_Exercise instructions_
Arrange the lines of the items below, from the line containing "locate the boulder." through the end of the items, as a Markdown table with the columns Row and Line. Number each row and leave out blank lines.

[Begin Dataset records]

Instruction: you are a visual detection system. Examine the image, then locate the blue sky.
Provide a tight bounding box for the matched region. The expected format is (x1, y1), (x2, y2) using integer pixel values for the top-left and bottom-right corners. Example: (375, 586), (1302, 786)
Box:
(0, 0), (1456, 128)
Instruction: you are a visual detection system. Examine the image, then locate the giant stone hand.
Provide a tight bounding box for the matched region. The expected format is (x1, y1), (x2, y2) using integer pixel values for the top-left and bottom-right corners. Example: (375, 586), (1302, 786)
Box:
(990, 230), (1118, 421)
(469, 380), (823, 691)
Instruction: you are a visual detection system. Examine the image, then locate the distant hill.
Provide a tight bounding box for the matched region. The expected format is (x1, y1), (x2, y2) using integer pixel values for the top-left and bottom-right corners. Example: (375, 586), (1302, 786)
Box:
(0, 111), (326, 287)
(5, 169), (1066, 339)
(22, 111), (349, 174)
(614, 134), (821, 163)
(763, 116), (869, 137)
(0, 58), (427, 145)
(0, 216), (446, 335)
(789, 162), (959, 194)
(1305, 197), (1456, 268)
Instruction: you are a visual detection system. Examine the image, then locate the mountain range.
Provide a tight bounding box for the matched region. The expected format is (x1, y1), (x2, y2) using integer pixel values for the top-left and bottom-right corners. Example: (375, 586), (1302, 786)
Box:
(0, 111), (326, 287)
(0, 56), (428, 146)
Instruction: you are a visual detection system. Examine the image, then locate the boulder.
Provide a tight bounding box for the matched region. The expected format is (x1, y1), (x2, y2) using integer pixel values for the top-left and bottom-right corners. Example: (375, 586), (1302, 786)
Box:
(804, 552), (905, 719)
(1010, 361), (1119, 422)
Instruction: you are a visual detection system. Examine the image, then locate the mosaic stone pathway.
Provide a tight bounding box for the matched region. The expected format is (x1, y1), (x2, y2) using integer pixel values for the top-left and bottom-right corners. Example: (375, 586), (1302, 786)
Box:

[End Dataset records]

_Response to the exercise_
| Row | Line |
|---|---|
| 1 | Instruction: you are a visual detection system. Examine the image, then locate the boulder. |
| 2 | Provide a tight bounding box for the matched region. The expected format is (x1, y1), (x2, y2) using integer pixel values for the top-left and bottom-right corners. Example: (375, 586), (1302, 786) |
| 3 | Box: |
| 4 | (804, 552), (905, 719) |
| 5 | (1010, 361), (1119, 422) |
| 6 | Instruction: you are a visual detection system. Examine the image, then locate the mosaic stone pathway. |
| 7 | Provide a tight bounding box for the matched region. The expected format is (x1, y1), (x2, y2) using integer pixel values for the top-left and bottom-right corners. Example: (375, 586), (1302, 786) |
| 8 | Box: |